Retype the records below exactly as they appear.

[Opening Records to use section]

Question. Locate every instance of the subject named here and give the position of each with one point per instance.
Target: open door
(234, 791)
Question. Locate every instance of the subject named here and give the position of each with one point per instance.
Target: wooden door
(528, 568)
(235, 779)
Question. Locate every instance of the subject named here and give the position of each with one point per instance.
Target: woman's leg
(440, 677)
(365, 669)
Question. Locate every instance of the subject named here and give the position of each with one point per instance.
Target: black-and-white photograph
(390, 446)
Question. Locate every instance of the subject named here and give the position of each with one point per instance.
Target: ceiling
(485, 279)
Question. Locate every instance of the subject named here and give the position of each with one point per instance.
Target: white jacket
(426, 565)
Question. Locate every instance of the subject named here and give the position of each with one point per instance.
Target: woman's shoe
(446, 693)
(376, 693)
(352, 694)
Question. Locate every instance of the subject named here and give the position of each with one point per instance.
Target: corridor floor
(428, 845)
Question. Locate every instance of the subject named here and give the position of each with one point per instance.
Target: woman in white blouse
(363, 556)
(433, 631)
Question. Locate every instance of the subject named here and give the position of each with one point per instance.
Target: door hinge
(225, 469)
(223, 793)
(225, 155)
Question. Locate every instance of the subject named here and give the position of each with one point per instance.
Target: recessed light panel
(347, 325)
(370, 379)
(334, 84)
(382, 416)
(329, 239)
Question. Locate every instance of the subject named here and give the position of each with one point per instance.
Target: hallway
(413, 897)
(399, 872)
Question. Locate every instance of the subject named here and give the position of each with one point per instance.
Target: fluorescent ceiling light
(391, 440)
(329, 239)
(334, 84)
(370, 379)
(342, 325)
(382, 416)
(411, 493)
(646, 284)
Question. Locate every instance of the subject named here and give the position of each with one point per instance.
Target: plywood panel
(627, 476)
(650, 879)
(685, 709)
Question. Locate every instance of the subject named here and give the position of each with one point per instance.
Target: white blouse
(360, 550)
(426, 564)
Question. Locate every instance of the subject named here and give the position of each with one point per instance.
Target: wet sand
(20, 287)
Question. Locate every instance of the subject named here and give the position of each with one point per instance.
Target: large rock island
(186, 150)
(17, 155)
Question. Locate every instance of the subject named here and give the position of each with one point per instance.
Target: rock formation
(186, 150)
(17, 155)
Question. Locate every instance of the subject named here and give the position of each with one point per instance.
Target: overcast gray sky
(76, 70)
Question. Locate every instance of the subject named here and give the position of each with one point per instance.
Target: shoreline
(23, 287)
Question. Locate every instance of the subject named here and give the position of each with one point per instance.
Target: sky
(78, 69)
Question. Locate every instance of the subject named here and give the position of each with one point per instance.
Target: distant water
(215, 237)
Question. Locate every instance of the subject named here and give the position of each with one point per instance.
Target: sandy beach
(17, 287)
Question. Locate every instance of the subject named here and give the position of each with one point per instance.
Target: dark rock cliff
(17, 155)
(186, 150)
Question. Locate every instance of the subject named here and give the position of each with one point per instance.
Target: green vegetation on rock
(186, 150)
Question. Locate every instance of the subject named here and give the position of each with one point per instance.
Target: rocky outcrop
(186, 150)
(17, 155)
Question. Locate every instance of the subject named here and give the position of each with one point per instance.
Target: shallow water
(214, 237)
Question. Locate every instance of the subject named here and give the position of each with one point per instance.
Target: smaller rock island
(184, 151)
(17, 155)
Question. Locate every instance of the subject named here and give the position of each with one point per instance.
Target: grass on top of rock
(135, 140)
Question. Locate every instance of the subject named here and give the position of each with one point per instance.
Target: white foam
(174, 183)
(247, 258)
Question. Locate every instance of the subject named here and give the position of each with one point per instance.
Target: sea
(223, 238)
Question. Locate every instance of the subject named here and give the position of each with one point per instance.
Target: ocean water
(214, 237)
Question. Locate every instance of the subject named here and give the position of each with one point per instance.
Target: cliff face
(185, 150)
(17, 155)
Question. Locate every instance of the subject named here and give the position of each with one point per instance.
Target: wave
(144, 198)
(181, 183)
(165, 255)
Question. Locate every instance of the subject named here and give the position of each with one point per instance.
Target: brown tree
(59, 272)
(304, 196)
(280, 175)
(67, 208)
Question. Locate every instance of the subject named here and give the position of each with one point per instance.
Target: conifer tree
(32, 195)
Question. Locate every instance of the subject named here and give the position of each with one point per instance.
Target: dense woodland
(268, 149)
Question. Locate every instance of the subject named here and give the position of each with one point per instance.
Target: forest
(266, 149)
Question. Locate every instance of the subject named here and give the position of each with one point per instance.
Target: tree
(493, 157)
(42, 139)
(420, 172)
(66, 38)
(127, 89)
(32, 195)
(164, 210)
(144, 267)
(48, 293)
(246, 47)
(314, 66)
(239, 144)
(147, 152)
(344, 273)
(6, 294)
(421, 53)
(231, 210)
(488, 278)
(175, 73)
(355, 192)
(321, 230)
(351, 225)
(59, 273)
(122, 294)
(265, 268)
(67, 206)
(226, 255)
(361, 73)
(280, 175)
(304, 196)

[Closing Records to use section]

* Solution for this task
Question. Locate every instance of the subject named here and give the position of each with one point per instance.
Target: open door
(234, 791)
Question. Locate every instance of the subject named here and give the position of each with one point per instance.
Target: wooden door
(528, 568)
(235, 779)
Question. Locate every instance of the subject named here and give the position of each with one point per instance.
Target: woman's leg
(440, 677)
(365, 669)
Question. Locate every instance of the subject named here and give the position of each with one point per instance.
Target: black-and-white photograph
(390, 446)
Question. Locate every instance of the subject named here and give the position of each with one point per instance.
Target: ceiling
(485, 279)
Question. Locate every instance of the subject named here and give the position of each with one point per instance.
Target: white jacket
(426, 565)
Question. Locate every instance of the subject named here and give the position of each with one point per instance.
Target: woman's shoe
(446, 693)
(376, 693)
(352, 694)
Question. Locate every instance of the subject named here and give the position of each with one point per instance.
Target: corridor floor
(428, 845)
Question. Locate every instance of the subject named here and give the position of each with one point per instance.
Target: woman in white blouse
(363, 556)
(433, 631)
Question. Locate every instance of the subject named here and give the position of each with one point per instance.
Target: door hinge
(225, 469)
(223, 793)
(225, 155)
Question. Locate every instance of the subject named here and give the position of each with one point per instance.
Target: recessed light panel
(347, 325)
(370, 379)
(334, 84)
(382, 416)
(329, 239)
Question. Locate every instance of the subject named here and give the position of each with one point per instance.
Target: hallway
(413, 897)
(399, 872)
Question. Locate every instance of the subject named here and give the position of each with one point per instance.
Target: fluorescent ceiling light
(391, 440)
(329, 239)
(334, 84)
(370, 379)
(342, 325)
(382, 416)
(411, 493)
(646, 284)
Question. Locate every instance of the subject named here and give the position of each with one point per instance.
Target: plywood panel
(627, 476)
(650, 879)
(685, 709)
Question. Locate every instance of the subject named here and give the position of each with one point per instance.
Target: white blouse
(360, 550)
(426, 564)
Question. Locate every instance of the subject named here and give the position of each with one point per instance.
Target: wet sand
(20, 287)
Question. Locate every instance of the subject named here and give the position of each with one point per instance.
Target: large rock island
(186, 150)
(17, 155)
Question. Locate every instance of the subject named here and give the position of each with one point per instance.
Target: rock formation
(186, 150)
(17, 155)
Question. Locate every instance of the subject named here and give the position of each with one point per instance.
Target: overcast gray sky
(76, 70)
Question. Locate every instance of the subject named here and give the position of each with one point per instance.
Target: shoreline
(23, 287)
Question. Locate every instance of the subject named here and give the position of each with one point per instance.
Target: sky
(78, 69)
Question. Locate every instance of the subject named here and give the position of each with one point per instance.
Target: distant water
(215, 237)
Question. Locate every instance of the subject named here and give the position of each with one point per instance.
Target: sandy beach
(17, 287)
Question. Locate every instance of the subject named here and give the position of each with one point per instance.
Target: dark rock cliff
(17, 155)
(186, 150)
Question. Locate every instance of the subject named here and give the position of each with one point per instance.
Target: green vegetation on rock
(186, 150)
Question. Locate every instance of the subject named here and give the position of each with one point per instance.
Target: rocky outcrop
(186, 150)
(17, 155)
Question. Locate every instance of the subject named here and give the position of each with one point per instance.
Target: shallow water
(214, 237)
Question. Locate every instance of the subject named here and give the position of each with one point per instance.
Target: smaller rock island
(184, 151)
(17, 155)
Question. Locate every instance of the subject named here and give the position of each with one point per instance.
Target: grass on top of rock
(135, 140)
Question. Locate every instance of the subject named here and give the position of each with one point per instance.
Target: white foam
(174, 183)
(247, 258)
Question. Locate every instance of the subject named here and give the position of each with one point per instance.
Target: sea
(223, 238)
Question. Locate every instance of the subject named here and give the position of each with one point per instance.
Target: ocean water
(214, 237)
Question. Locate every instance of the subject named here and give the position of each with one point per instance.
Target: cliff face
(185, 150)
(17, 155)
Question. Locate every instance of the subject named here and give the position of each with one point per instance.
Target: wave
(144, 198)
(181, 183)
(165, 255)
Question. Locate every instance of the subject named here and give the position of each with one point per instance.
Target: brown tree
(59, 272)
(304, 196)
(280, 175)
(67, 208)
Question. Locate every instance of the subject named here and give the position of each with one point per instance.
Target: conifer tree
(32, 195)
Question. Locate every instance of the subject named here and give the position of each with one point per instance.
Target: dense woodland
(268, 149)
Question. Locate every instance of the subject named here and give the position of each with one point per instance.
Target: forest
(266, 149)
Question. Locate every instance of the subject named here and give the position of each with one point per instance.
Target: tree
(493, 157)
(42, 139)
(420, 172)
(66, 38)
(127, 89)
(32, 195)
(164, 210)
(144, 267)
(48, 293)
(246, 47)
(314, 66)
(239, 144)
(147, 152)
(344, 273)
(6, 294)
(421, 53)
(231, 210)
(488, 278)
(175, 73)
(355, 192)
(321, 230)
(351, 225)
(59, 273)
(122, 294)
(265, 268)
(67, 206)
(226, 255)
(361, 73)
(280, 175)
(304, 196)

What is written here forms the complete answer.